§ AUFGABEN
• a. Fassen Sie den Absatz aus dem Textauszug zum Pariser Klimavertrag, der mit „Der Vertrag von Paris basiert nun darauf“ beginnt, als Stichpunktliste zusammen und behalten Sie seine wesentlichen Fakten bei.
• b. Knüpfen Sie bitte an den Textauszug zum Pariser Klimavertrag an und führen Sie ihn nach seinem letzten Satz fort.

§ TEXTAUSZUG

____

Der Vertrag von Paris basiert nun darauf, dass der Klimawandel als menschengemachtes Problem anerkannt wird, wie schon aus der Präambel hervorgeht. Der Vertragstext ist hier in Englisch als Anhang zu den Konferenzergebnissen (ab Seite 21) zugänglich. Besonders wichtig und Grund für die Einstufung des Vertrags als historisch ist der Artikel 2. In ihm wird das Ziel festgelegt, den globalen Temperaturanstieg auf 2 Grad seit Beginn der Industrialisierung und somit ca. 1,1 Grad ab letztem Jahrzehnt zu begrenzen und sogar anzustreben, Anstrengungen zu unternehmen, auch ein 1,5-Grad-Ziel zu erreichen. Als Weichmacher wird in dem Artikel aber auch darauf hingewiesen, dass das Abkommen unter Berücksichtigungen nationaler Eigenheiten und Umstände umgesetzt wird, worunter sich viele Ausnahmen begründen lassen. Beide Ziele sind in der Weltwirtschaft, wie wir sie kennen, nicht mehr umsetzbar, weil es bereits zu spät ist. Die CO2-Emissionen für das 1,5-Grad-Ziel wurden bereits wahrscheinlich aufgebraucht und für das 2-Grad-Ziel müßte man ab sofort die Emissionen stetig deutlich senken. Bedenkt man, dass der Vertrag erst im Laufe der nächsten 2 Jahre von ausreichend vielen Staaten mit ausreichend großen CO2-Emissionen ratifiziert werden muss und auch dann freiwillige, national unterschiedliche Emissionsbegrenzungspläne vorgelegt werden müssen, die Entwicklungsländern längere Anpassungsräume ermöglichen werden, erkennt man, dass auch das Kohlenstoffbudget für das 2-Grad-Ziel wahrscheinlich überschritten wird. Die Umsetzung der Emissionsbeschränkungen und die möglichen Ausnahmen werden in Artikel 4 festgelegt. Hierbei sollte man wissen, dass mit "should" unverbindliche Empfehlungen beschrieben werden, die man umsetzen "sollte", mit "shall" hingegen die verbindlichen Anforderungen angesprochen werden, die man umsetzen "muß".

____

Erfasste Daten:
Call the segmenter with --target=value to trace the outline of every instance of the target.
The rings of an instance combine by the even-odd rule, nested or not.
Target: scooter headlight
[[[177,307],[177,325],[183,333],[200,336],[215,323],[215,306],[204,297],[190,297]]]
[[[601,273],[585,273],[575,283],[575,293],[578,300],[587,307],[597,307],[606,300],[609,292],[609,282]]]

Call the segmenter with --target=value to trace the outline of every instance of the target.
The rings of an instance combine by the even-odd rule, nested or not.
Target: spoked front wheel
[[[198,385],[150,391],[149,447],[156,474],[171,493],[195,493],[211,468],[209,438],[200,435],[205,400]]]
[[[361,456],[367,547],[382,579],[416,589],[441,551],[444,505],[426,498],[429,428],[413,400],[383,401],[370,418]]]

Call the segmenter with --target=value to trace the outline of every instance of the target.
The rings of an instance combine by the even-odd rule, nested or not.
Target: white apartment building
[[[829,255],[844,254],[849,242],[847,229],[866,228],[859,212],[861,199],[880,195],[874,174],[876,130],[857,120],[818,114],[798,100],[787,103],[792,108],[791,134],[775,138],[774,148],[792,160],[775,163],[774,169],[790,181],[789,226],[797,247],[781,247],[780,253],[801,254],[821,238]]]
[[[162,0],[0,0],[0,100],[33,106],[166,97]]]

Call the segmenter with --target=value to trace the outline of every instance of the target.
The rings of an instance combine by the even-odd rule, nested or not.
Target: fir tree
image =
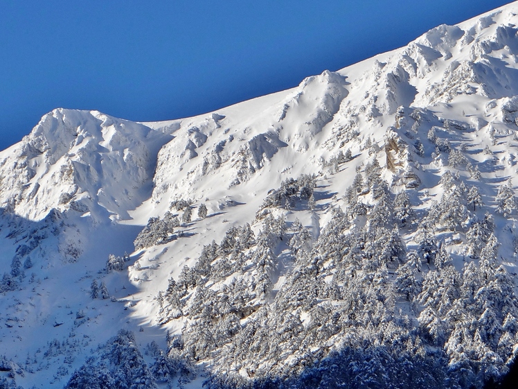
[[[207,207],[203,202],[198,207],[198,218],[204,219],[207,216]]]
[[[184,223],[190,223],[190,218],[192,214],[193,211],[191,210],[190,207],[186,207],[184,209],[184,214],[181,216],[181,221]]]
[[[98,298],[99,297],[99,286],[97,284],[97,279],[95,278],[90,285],[90,297],[91,298]]]

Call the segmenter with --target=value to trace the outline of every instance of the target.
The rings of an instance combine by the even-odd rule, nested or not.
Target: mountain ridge
[[[193,118],[45,115],[0,153],[1,383],[499,379],[518,345],[517,13]]]

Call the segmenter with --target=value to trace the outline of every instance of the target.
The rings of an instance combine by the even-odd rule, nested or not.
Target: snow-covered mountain
[[[45,115],[0,153],[0,387],[501,378],[517,26],[518,2],[193,118]]]

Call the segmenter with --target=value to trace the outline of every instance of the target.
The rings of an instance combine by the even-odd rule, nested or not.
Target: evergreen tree
[[[473,206],[473,210],[476,210],[476,206],[479,207],[482,206],[482,198],[480,196],[480,192],[476,187],[474,185],[470,188],[467,192],[467,196],[466,198],[468,205]]]
[[[181,221],[184,223],[190,223],[190,218],[192,214],[193,211],[191,210],[190,207],[186,207],[184,209],[184,214],[181,216]]]
[[[109,293],[108,293],[108,288],[106,287],[106,284],[105,284],[104,281],[101,281],[100,282],[100,287],[99,288],[99,294],[100,295],[100,298],[102,300],[106,300],[107,298],[109,298]]]
[[[207,216],[207,207],[203,202],[198,207],[198,217],[200,219],[204,219]]]
[[[97,284],[97,279],[95,278],[90,285],[90,297],[91,298],[98,298],[99,297],[99,286]]]
[[[495,200],[497,211],[503,214],[504,217],[509,216],[517,209],[517,200],[510,179],[499,188]]]
[[[411,224],[415,218],[415,213],[407,192],[398,193],[394,199],[394,218],[401,227]]]

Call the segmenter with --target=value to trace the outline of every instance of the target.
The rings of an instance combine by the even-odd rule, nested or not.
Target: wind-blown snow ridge
[[[45,115],[0,153],[0,380],[500,377],[518,350],[517,14],[195,117]]]

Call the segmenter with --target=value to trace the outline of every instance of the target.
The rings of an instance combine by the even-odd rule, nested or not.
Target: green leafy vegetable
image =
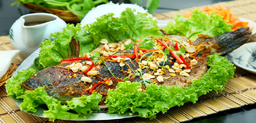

____

§ LÖSUNGEN ZUR ÜBUNG
• a.
- Der Pariser Vertrag erkennt den Klimawandel als menschengemachtes Problem an, wie schon die Präambel zeigt.
- Der Vertragstext ist auf Englisch als Anhang zu den Konferenzergebnissen (ab Seite 21) zugänglich.
- Artikel 2 ist besonders wichtig und der Grund für die Einstufung als historisch:
  - Er setzt das Ziel, den globalen Temperaturanstieg auf 2 Grad seit Beginn der Industrialisierung zu begrenzen, also auf ca. 1,1 Grad ab dem letzten Jahrzehnt.
  - Zusätzlich sollen Anstrengungen unternommen werden, ein 1,5-Grad-Ziel zu erreichen.
  - Als Weichmacher gilt der Hinweis, dass die Umsetzung nationale Eigenheiten und Umstände berücksichtigt, womit sich viele Ausnahmen begründen lassen.
- Beide Ziele sind in der bekannten Weltwirtschaft nicht mehr umsetzbar, weil es bereits zu spät ist:
  - Die CO2-Emissionen für das 1,5-Grad-Ziel sind wahrscheinlich schon aufgebraucht.
  - Für das 2-Grad-Ziel müssten die Emissionen ab sofort stetig deutlich sinken.
- Der Vertrag muss erst in den nächsten 2 Jahren von ausreichend vielen Staaten mit ausreichend großen CO2-Emissionen ratifiziert werden.
- Danach sind freiwillige, national unterschiedliche Emissionsbegrenzungspläne vorzulegen, die Entwicklungsländern längere Anpassungsräume ermöglichen werden.
- Deshalb wird wahrscheinlich auch das Kohlenstoffbudget für das 2-Grad-Ziel überschritten.
- Artikel 4 legt die Umsetzung der Emissionsbeschränkungen und die möglichen Ausnahmen fest:
  - „should“ bezeichnet unverbindliche Empfehlungen, die man umsetzen „sollte“.
  - „shall“ bezeichnet verbindliche Anforderungen, die man umsetzen „muß“.

• b.
Es besteht die Hoffnung, dass auch nach Überschreiten des Kohlenstoffbudgets durch die Ausdehnung von Wäldern CO2 aus der Atmosphäre gezogen werden kann. Dies wird in Artikel 5 behandelt. Diese Möglichkeit wird in der Praxis aber nur sehr begrenzt sein - gegenwärtig gehen immer noch Waldflächen in den Tropen verloren. Artikel 6 geht auf Anstrengungen von Staatengruppen ein, wie etwa der EU und soll auch vorbeugen, dass Staaten durch Hin- und Herschieben von Emissionsanteilen scheinbare Eissionsminderungen erzeugen. Gleichzeitig werden Anpassungsmaßnahmen an den Klimawandel nötig sein, bei denen die Entwicklungsländer zusätzliche Unterstützung brauchen werden. Das ist Thema von Artikel 7. In Artikel 8 geht es um Maßnahmen zum Umgang mit Klimafolgen wie Extremwetter, in Artikel 9 darum, dass entwickelte Länder die Entwicklungsländer finanziell unterstützen, bei Anpassungs- und Emissionsvermeidungsmaßnahmen. Danach wird es zunehmend technisch. Artikel 11 beschreibt die Unterstützung der Entwicklung von Fähigkeiten Entwicklungsländer, Artikel 13 die Offenheit in der Darstellung von Emissionen und Maßnahmen im Rahmen des Vertrags. Wichtig ist, dass nach Artikel 21 gewisse Voraussetzungen bestehen, damit der Vertrag in Kraft tritt: 55 Staaten mit 55% der Emissionen müssen den Vertrag ratifiziert haben.
Der Vertrag zeigt klar: der menschengemachte Klimawandel ist ein allgemein akzeptiertes Faktum und die Staaten sind sich einig, dass das ein Problem ist, dass staatliche Maßnahmen erfordert. Das hat, in der Tat, die Welt verändert.